» What you will do
Please count the lines in the listing below that contain the string "positive". Reply with the number alone.

» Record extracts
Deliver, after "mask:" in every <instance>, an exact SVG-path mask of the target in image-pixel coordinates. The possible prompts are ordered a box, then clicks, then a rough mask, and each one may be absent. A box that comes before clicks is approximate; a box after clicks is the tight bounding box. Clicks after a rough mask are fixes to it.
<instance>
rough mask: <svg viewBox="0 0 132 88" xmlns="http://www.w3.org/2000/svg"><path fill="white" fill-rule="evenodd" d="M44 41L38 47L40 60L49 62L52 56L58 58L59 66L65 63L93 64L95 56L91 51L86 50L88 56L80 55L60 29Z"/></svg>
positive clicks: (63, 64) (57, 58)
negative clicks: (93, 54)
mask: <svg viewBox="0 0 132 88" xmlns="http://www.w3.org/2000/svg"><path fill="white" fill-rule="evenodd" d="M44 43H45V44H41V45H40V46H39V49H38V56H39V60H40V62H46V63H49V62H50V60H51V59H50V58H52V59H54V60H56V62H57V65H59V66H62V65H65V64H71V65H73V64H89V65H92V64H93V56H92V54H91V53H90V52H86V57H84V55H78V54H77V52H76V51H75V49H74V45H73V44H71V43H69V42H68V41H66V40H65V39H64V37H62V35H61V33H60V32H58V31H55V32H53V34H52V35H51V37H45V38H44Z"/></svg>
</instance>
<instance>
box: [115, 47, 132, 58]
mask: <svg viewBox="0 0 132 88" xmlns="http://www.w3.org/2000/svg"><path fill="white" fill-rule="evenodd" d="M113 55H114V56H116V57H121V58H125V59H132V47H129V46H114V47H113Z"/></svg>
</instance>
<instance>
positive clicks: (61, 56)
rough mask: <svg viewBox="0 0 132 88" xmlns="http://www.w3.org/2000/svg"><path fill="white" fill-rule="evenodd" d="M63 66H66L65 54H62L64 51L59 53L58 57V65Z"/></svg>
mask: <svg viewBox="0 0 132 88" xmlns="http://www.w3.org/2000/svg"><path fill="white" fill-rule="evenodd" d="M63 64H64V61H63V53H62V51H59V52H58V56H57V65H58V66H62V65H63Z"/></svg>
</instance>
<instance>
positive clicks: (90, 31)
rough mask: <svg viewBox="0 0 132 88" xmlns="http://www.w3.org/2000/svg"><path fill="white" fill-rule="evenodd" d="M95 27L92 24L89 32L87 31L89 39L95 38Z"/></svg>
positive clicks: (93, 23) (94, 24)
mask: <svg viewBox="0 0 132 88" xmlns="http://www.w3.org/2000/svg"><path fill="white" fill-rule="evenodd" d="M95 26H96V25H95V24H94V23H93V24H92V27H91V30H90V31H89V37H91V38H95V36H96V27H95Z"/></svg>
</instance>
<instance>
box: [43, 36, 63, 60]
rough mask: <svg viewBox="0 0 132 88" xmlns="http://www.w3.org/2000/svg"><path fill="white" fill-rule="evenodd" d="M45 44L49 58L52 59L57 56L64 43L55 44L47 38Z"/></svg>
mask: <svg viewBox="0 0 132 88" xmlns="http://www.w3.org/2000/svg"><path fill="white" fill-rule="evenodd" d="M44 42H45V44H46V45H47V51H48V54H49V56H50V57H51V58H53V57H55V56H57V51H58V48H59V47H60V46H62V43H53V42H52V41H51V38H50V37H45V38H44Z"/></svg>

» Output
4